● **Document passage**:
····················
Can you handle the truth?
Firpo Files Newsmagazine
(November 22, 2012)
While it is not my intention to rain on your
Thanksgiving parade, I am compelled to tell the gastric truth about this ‘holy day,' religiously
celebrated with patriotic fervor. Indeed, Thanksgiving has "moved from history into the field of
religion," says Lies My Teacher Told Me (2007).
The book further
states: "More than any other celebration, more even than such overtly patriotic holidays as Independence Day and Memorial
Day, Thanksgiving celebrates our ethnocentrism." Characterized as "heroes and saints," the Pilgrims (and certain
other Europeans) were anything but.
Before the Blankets:
While the Pilgrims declared biological warfare against unsuspecting Native Americans by giving them as gifts smallpox-infected
blankets, Europeans who preceded the Pilgrims gave Natives the plague. The book, Interesting Events in the History of
the United States (1829), affirms that a few years before (1617) the Pilgrims arrived (1620), "a very
mortal sickness raged with great violence among the Indians." Why?
Because European fishermen triggered a pandemic when they transmitted the plague to the
indigenous population. "Whole towns were depopulated. The living were not able to bury the dead;
and their bodies were found lying above ground, many years after." Within three years, 95 percent of Native
societies of coastal New England "lay devastated," says Lies.
Thank God?: Before the Mayflower sailed, King James thanked "Almighty
God in his great goodness and bounty" for sending "this wonderful plague among the slavges [sic]."
Governor John Winthrop of the Massachusetts Bay Colony, Puritan minister Increase Mather, and the Pilgrims themselves all
thanked God for Indian deaths. Even when the Spaniards conquered Mexico City, they, too, credited God. "When the Christians
were exhausted from war," wrote the conquerors, "God saw fit to send the Indians smallpox."
Chemical Warfare: "In 1623 the English indulged in the first
use of chemical warfare in the colonies when negotiating a treaty with tribes near the Potomac River, headed by Chiskiack,"
asserts Lies. "The English offered a toast ‘symbolizing eternal friendship,' whereupon the chief, his
family, advisors, and two hundred followers dropped dead of poison."
American Myth: One observer spoke of the "mythic origins of American culture."
One myth: Pilgrims settled America in 1620. The truth: African slaves, left by the Spaniards in 1526, were
the "first non-Native settlers"; French Protestants were in Florida till 1565; Spanish Jews were in New
Mexico in the late 16th century; and the Dutch were in Albany (as it is now called) in 1614.
Also in 1614, Squanto was seized by a slave raider, sold into slavery
in Spain, escaped, returned home, walked into his village of Patuxet (Plymouth), only to find the plague
had killed everyone two years before. Then he befriended the grave-robbing cannibalistic Pilgrims.
····················
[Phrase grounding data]
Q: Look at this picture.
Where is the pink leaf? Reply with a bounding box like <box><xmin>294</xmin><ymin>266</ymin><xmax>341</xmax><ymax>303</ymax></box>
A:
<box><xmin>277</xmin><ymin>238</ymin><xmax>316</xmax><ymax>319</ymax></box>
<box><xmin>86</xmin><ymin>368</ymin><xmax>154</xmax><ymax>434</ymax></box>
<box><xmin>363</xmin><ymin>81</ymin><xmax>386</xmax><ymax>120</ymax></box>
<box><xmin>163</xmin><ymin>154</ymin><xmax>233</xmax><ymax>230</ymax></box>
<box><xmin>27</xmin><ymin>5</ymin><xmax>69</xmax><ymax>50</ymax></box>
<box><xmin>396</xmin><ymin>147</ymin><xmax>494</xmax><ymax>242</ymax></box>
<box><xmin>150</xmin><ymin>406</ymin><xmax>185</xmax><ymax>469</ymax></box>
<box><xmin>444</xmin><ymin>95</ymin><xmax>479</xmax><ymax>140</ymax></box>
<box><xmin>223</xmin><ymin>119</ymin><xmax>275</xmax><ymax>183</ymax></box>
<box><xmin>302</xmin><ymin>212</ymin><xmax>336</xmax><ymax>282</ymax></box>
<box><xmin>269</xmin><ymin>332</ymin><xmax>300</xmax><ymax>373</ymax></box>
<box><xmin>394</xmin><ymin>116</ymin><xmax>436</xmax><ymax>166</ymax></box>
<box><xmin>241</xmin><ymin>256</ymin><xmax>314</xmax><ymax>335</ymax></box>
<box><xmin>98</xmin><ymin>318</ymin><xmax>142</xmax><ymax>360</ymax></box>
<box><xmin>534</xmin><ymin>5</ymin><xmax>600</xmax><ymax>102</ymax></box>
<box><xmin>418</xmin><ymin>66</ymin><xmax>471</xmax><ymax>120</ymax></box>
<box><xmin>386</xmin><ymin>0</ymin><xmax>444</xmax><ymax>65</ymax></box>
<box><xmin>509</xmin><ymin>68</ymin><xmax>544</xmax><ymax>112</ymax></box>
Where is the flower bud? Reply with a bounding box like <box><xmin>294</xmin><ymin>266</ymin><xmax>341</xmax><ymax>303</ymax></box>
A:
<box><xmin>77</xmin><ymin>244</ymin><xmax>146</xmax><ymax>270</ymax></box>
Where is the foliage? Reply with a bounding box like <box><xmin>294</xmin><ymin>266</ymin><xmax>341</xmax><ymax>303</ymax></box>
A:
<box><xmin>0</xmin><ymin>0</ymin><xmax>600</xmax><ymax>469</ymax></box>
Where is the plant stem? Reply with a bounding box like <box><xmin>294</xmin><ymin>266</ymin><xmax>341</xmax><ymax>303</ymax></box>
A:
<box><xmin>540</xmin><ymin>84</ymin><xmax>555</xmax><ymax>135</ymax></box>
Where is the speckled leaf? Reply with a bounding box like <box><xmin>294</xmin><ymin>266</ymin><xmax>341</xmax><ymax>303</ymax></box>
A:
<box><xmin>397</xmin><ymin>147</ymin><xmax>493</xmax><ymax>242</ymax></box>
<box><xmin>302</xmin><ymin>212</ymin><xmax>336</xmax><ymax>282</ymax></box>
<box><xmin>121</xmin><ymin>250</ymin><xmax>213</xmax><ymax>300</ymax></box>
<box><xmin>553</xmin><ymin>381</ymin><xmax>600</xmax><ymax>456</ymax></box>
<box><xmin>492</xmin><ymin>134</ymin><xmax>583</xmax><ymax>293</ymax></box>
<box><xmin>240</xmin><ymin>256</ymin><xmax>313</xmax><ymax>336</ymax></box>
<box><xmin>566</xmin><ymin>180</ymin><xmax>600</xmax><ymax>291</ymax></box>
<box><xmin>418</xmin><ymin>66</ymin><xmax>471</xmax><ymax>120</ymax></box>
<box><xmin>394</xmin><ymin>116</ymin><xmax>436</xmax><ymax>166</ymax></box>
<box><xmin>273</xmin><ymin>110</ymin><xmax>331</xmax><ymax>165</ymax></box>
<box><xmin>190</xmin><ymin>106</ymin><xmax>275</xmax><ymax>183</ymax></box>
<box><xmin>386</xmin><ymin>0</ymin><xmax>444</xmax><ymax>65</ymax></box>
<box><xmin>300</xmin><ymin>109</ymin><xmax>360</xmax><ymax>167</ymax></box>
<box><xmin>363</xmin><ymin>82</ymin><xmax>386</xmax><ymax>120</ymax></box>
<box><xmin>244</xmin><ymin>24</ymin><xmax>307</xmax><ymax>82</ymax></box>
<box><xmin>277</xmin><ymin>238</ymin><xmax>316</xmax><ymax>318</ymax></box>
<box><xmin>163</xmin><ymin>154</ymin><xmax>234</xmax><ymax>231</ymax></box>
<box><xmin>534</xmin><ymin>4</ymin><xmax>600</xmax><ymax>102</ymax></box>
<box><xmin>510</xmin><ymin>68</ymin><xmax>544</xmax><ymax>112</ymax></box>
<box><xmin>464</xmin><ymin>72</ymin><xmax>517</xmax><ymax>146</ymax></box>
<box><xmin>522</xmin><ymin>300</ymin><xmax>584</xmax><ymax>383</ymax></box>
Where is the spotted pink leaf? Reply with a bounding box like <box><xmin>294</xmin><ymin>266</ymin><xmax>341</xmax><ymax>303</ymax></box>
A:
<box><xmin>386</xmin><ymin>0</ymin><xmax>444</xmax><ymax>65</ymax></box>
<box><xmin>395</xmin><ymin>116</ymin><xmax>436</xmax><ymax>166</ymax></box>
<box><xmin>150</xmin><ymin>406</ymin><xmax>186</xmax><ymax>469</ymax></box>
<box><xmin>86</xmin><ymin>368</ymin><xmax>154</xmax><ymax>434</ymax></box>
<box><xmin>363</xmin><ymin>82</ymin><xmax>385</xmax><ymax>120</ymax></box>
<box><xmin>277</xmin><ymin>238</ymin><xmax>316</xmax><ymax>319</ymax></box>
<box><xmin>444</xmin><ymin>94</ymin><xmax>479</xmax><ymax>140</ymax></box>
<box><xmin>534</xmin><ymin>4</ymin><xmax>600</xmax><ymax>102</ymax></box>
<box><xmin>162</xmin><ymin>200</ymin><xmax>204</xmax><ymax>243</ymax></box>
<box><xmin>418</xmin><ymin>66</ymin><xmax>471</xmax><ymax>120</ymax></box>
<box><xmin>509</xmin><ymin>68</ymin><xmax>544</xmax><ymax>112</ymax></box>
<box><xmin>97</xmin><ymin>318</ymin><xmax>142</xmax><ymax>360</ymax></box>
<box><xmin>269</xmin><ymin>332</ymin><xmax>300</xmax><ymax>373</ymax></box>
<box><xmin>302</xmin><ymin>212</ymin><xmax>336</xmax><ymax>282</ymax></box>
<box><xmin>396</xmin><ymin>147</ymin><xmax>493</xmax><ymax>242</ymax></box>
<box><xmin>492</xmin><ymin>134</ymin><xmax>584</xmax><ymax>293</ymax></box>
····················
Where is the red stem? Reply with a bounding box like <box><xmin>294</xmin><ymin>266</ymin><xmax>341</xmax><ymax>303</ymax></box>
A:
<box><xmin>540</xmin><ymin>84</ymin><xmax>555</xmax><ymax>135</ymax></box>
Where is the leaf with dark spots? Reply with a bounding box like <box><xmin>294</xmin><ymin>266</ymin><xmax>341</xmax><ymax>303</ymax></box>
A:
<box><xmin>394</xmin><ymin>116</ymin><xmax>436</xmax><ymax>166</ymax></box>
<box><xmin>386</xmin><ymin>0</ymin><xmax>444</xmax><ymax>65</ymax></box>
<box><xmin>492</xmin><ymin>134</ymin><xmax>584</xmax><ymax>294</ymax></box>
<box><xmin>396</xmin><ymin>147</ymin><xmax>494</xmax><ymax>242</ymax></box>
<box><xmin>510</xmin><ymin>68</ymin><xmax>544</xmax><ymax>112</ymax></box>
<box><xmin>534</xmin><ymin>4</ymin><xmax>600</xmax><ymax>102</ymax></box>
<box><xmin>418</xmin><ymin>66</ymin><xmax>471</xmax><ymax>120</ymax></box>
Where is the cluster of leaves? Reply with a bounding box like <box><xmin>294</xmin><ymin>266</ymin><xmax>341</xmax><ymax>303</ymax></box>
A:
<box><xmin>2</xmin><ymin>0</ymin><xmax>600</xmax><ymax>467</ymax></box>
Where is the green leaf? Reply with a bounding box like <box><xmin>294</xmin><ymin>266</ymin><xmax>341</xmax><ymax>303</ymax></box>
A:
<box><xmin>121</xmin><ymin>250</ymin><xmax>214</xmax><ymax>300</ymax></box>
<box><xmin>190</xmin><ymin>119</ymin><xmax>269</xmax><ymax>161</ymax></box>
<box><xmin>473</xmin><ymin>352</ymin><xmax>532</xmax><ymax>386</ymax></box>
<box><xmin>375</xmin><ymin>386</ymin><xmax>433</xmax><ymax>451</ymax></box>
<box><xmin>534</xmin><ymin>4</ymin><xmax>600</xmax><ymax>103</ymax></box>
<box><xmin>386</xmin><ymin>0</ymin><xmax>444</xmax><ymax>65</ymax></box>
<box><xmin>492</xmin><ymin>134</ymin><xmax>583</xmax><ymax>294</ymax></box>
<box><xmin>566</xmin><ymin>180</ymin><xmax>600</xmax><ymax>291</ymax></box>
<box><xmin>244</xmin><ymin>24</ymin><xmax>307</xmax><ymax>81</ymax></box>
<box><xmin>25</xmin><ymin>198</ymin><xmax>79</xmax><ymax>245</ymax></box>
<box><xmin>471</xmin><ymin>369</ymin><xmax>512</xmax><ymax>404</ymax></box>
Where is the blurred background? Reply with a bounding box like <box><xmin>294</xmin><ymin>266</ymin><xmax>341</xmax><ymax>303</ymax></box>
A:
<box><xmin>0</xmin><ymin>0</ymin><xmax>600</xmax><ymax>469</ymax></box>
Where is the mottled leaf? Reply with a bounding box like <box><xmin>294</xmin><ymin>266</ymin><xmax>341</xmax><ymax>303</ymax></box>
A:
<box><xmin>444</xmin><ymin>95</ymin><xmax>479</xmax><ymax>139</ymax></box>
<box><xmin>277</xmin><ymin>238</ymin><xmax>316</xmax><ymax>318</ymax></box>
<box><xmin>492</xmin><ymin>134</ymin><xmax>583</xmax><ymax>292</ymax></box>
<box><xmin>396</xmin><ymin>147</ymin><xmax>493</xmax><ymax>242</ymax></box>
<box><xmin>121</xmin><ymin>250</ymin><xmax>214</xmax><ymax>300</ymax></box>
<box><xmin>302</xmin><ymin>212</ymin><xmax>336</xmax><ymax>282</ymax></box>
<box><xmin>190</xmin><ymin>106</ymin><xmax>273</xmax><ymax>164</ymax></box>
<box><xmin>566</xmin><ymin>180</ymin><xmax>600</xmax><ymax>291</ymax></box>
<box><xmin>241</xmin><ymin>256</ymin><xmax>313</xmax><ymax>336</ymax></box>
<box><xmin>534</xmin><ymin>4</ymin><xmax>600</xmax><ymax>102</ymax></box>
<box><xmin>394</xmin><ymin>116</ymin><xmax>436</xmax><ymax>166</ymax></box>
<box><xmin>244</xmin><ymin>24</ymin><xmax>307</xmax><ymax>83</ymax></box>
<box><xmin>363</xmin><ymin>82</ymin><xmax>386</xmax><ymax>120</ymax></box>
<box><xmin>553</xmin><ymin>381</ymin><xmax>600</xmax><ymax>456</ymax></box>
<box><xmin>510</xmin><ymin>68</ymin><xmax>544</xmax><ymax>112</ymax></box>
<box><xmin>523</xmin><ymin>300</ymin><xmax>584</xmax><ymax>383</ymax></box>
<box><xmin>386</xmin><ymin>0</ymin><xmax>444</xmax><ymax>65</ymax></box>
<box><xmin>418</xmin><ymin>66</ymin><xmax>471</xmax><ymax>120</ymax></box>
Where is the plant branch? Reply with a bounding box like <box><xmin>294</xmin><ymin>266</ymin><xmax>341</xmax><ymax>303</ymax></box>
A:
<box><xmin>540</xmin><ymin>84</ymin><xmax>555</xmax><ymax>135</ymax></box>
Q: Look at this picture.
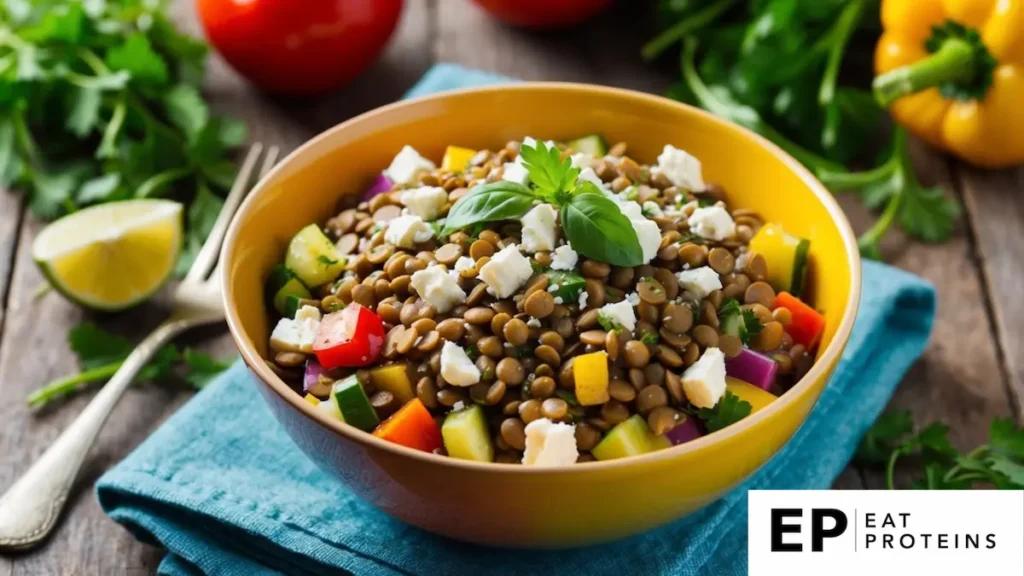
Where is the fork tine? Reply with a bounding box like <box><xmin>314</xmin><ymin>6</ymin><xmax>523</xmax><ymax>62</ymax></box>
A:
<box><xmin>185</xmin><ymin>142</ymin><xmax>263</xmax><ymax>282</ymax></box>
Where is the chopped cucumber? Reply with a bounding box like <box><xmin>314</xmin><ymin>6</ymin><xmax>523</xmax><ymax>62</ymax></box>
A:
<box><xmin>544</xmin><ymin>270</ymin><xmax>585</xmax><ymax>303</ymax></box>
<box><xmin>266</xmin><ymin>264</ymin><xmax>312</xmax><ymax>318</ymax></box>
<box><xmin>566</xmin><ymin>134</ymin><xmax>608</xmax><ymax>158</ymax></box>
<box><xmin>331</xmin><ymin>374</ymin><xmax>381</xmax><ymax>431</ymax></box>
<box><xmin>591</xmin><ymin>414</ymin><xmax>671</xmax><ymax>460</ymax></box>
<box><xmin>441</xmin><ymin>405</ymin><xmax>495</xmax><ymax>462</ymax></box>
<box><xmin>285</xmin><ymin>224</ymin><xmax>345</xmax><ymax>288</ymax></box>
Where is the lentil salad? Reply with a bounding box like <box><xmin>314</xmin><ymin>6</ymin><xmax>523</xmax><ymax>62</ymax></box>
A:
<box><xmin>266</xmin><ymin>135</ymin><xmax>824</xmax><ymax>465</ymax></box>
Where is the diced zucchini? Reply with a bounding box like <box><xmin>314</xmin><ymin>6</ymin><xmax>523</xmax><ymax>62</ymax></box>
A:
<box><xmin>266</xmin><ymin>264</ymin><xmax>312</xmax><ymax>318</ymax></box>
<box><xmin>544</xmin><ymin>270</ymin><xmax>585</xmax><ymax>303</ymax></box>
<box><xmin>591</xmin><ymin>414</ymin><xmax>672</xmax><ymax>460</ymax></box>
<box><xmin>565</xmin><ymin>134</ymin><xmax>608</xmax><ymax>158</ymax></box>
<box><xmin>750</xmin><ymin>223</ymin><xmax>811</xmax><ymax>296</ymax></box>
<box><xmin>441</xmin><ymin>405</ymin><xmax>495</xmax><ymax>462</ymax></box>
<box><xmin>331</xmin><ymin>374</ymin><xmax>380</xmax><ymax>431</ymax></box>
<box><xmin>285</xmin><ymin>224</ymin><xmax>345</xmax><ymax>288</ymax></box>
····················
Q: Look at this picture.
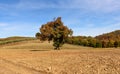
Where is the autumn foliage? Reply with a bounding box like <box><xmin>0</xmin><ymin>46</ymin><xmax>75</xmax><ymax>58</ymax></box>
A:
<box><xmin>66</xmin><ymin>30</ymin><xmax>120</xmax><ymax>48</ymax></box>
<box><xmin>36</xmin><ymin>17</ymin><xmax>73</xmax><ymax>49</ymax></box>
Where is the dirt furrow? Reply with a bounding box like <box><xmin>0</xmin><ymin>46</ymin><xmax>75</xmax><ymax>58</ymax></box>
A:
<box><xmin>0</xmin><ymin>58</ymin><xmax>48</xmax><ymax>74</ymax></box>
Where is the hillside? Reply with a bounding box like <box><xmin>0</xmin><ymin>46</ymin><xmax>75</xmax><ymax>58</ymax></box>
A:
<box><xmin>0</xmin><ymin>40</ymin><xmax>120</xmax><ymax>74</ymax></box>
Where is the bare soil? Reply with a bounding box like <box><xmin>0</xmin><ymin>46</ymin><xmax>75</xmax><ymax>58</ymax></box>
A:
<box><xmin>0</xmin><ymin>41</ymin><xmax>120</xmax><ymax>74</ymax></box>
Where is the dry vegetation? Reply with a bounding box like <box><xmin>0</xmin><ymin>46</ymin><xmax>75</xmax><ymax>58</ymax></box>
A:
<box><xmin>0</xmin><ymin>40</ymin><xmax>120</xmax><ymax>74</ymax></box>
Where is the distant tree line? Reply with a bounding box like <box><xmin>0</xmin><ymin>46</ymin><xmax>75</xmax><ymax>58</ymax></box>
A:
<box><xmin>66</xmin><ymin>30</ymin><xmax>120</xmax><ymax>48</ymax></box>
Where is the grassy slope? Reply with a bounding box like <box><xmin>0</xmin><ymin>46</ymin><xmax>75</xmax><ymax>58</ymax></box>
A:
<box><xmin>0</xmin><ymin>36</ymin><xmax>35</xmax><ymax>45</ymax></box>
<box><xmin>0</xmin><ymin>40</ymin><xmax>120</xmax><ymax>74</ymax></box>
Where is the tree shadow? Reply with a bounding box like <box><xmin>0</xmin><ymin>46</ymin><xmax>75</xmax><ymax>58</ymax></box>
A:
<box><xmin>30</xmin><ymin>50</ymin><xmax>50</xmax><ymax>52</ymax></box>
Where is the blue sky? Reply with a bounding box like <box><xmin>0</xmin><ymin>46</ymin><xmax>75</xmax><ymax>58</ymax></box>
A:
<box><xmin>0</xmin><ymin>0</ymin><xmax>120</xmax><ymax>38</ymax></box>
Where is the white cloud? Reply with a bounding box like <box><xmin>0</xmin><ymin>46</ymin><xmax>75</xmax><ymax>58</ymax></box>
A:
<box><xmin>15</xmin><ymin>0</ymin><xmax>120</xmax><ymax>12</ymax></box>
····················
● **Assignment 1**: From the Thanksgiving article, transcribe the part that opens with the words containing "American Myth: One" and closes with "grave-robbing cannibalistic Pilgrims.".
● **Assignment 2**: In one to three sentences, explain why, according to the Thanksgiving article, "a very mortal sickness raged with great violence among the Indians" a few years before the Pilgrims arrived.
● **Assignment 3**: Please write the next part of the Thanksgiving article, starting after its final sentence.

● **Answer area 1**:
American Myth: One observer spoke of the "mythic origins of American culture."
One myth: Pilgrims settled America in 1620. The truth: African slaves, left by the Spaniards in 1526, were
the "first non-Native settlers"; French Protestants were in Florida till 1565; Spanish Jews were in New
Mexico in the late 16th century; and the Dutch were in Albany (as it is now called) in 1614.
Also in 1614, Squanto was seized by a slave raider, sold into slavery
in Spain, escaped, returned home, walked into his village of Patuxet (Plymouth), only to find the plague
had killed everyone two years before. Then he befriended the grave-robbing cannibalistic Pilgrims.

● **Answer area 2**: European fishermen transmitted the plague to the indigenous population and set off a pandemic. Whole towns were depopulated, and within three years 95 percent of the Native societies of coastal New England lay devastated.

● **Answer area 3**:
"The National Day
of Mourning": Native American Frank James was to give this speech in 1970: "Today
[Thanksgiving] is a time of celebrating for you...but it is not a time of celebrating for me. It is with heavy heart that
I look back upon what happened to my People....The Pilgrims had hardly explored the shores of Cape Cod four days before
they had robbed the graves of my ancestors, and stolen their corn, wheat, and beans....Massasoit, the
great leader of the Wampanoag, knew these facts; yet he and his People welcomed and befriended the
settlers...little knowing that...before 50 years were to pass, the Wampanoags...and other Indians living
near the settlers would be killed by their guns or dead from diseases that we caught from them."
The Massachusetts Department of Commerce, after having
invited him to deliver a speech, disallowed the above. Undaunted by the censorship, Frank James and
other Native Americans sponsored a counter-parade--occurring every November since 1970--in protest of the "traditional"
Thanksgiving parade in Plymouth.
Massachusetts eventually acquiesced. Says Lies:
"After years of conflict, Plymouth agreed to allow both parades and also paid for two new historical
markers telling the Wampanoag's side of the story." Angry with Wampanoags?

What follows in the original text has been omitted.